------ INPUT MATERIAL

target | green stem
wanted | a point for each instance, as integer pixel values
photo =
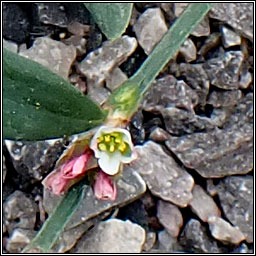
(56, 223)
(124, 102)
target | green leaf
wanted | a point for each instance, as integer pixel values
(57, 221)
(124, 102)
(38, 104)
(111, 18)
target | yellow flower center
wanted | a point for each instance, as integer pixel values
(111, 142)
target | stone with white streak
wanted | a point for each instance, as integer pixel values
(98, 64)
(150, 28)
(224, 232)
(163, 176)
(203, 205)
(52, 54)
(113, 236)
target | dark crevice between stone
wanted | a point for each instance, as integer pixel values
(133, 63)
(11, 178)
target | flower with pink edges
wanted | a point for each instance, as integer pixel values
(104, 187)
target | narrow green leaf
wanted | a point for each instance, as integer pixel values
(126, 99)
(38, 104)
(111, 18)
(57, 221)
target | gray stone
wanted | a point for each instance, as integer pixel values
(77, 41)
(170, 217)
(211, 188)
(116, 78)
(99, 64)
(213, 40)
(175, 101)
(33, 160)
(229, 37)
(203, 205)
(203, 28)
(237, 15)
(188, 50)
(18, 239)
(224, 232)
(76, 80)
(130, 186)
(223, 71)
(150, 28)
(150, 241)
(194, 238)
(245, 79)
(69, 238)
(163, 176)
(197, 79)
(219, 116)
(167, 243)
(52, 13)
(158, 135)
(76, 28)
(52, 54)
(19, 211)
(97, 93)
(168, 9)
(236, 198)
(11, 46)
(224, 98)
(220, 152)
(113, 236)
(168, 92)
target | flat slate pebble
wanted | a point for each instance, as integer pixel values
(163, 176)
(170, 217)
(203, 205)
(113, 236)
(195, 238)
(223, 71)
(236, 199)
(223, 231)
(33, 160)
(52, 54)
(98, 64)
(237, 15)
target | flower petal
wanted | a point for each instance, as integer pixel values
(80, 165)
(104, 188)
(109, 163)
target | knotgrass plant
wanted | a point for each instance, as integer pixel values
(38, 104)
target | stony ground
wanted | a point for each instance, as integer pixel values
(191, 188)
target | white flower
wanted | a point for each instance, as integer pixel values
(112, 146)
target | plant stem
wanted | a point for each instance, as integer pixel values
(124, 102)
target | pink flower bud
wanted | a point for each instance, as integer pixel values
(55, 182)
(76, 166)
(104, 188)
(65, 176)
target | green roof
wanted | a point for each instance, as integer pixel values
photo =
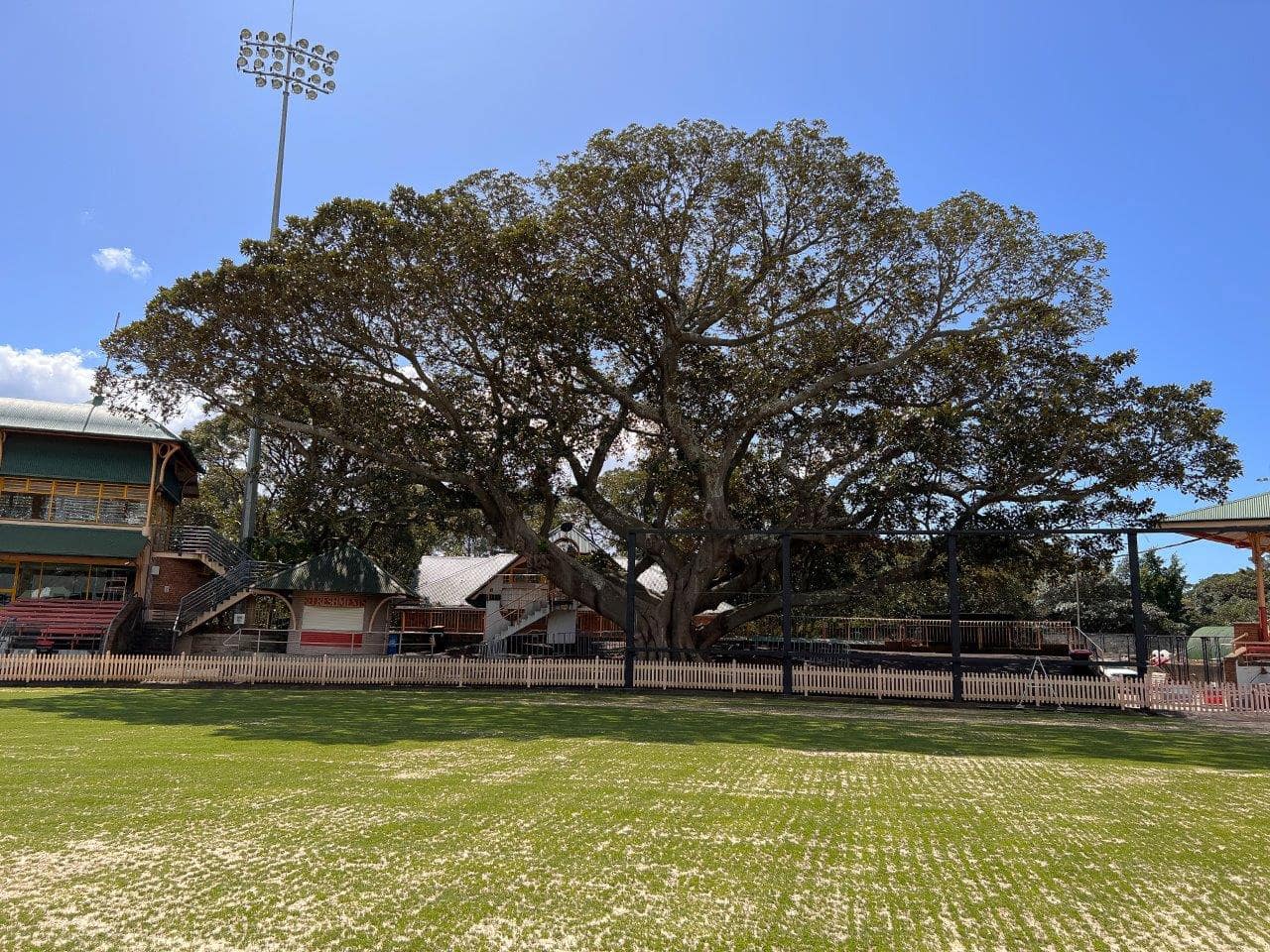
(1247, 509)
(70, 540)
(80, 419)
(345, 570)
(46, 439)
(1210, 631)
(55, 457)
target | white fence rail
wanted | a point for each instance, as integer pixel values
(440, 670)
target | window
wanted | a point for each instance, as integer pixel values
(54, 500)
(72, 581)
(22, 506)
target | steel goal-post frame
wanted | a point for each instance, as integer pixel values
(953, 588)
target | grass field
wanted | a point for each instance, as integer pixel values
(221, 820)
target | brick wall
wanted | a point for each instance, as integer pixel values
(177, 578)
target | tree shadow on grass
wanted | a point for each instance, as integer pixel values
(377, 717)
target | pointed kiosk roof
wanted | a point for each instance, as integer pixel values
(345, 570)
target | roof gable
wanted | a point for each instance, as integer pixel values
(80, 419)
(451, 580)
(344, 570)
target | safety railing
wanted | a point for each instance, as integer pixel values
(221, 590)
(198, 539)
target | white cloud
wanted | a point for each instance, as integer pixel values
(64, 377)
(121, 259)
(41, 376)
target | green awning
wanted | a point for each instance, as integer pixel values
(70, 540)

------------

#### [EXERCISE AIM]
Output exactly the lines from the first line of the records through the line containing "target | pink flower bud". Leave out every picture.

#### [ANSWER TO THIS TASK]
target | green stem
wanted | a point for each instance, as integer pixel values
photo =
(56, 223)
(124, 102)
target | green leaf
wanted | a point for each instance, as integer pixel values
(57, 221)
(124, 102)
(38, 104)
(111, 18)
target | yellow flower center
wanted | a point for each instance, as integer pixel values
(111, 142)
target | stone with white streak
wanted | a point for each instance, as integer pixel values
(98, 64)
(150, 28)
(224, 232)
(163, 176)
(203, 205)
(52, 54)
(113, 236)
target | dark crevice between stone
wanted | a point for each instance, as integer pixel values
(133, 63)
(11, 178)
target | flower with pink edges
wanted | a point for each instance, as integer pixel values
(104, 187)
target | narrow green leaf
wanted | a point for each instance, as integer pixel values
(126, 99)
(38, 104)
(111, 18)
(57, 221)
target | gray stone
wanted | a point for each instance, as integer pixel values
(77, 41)
(170, 217)
(211, 188)
(116, 78)
(99, 64)
(213, 40)
(175, 101)
(33, 160)
(229, 37)
(203, 205)
(203, 28)
(237, 15)
(188, 50)
(18, 239)
(224, 232)
(76, 80)
(130, 186)
(223, 71)
(150, 28)
(150, 241)
(194, 238)
(245, 79)
(69, 238)
(163, 176)
(197, 79)
(219, 116)
(167, 243)
(52, 13)
(158, 135)
(76, 28)
(52, 54)
(19, 211)
(97, 93)
(168, 9)
(236, 198)
(11, 46)
(224, 98)
(220, 152)
(113, 236)
(168, 92)
target | flat slate pebble
wanted | a point for each instance, as integer pixel values
(163, 176)
(170, 217)
(203, 205)
(113, 236)
(195, 238)
(223, 71)
(236, 199)
(223, 231)
(33, 160)
(52, 54)
(98, 64)
(237, 15)
target | flower petal
wanted | a point for each instance, as integer pixel values
(80, 165)
(104, 188)
(109, 163)
target | knotgrass plant
wanted | a point for each instance, as integer pixel values
(38, 104)
target | stony ground
wanted | a point for each instance, as integer pixel values
(191, 188)
target | white flower
wanted | a point for each instance, as integer pixel values
(112, 146)
target | plant stem
wanted | a point for each instance, as integer pixel values
(124, 102)
target | pink flower bud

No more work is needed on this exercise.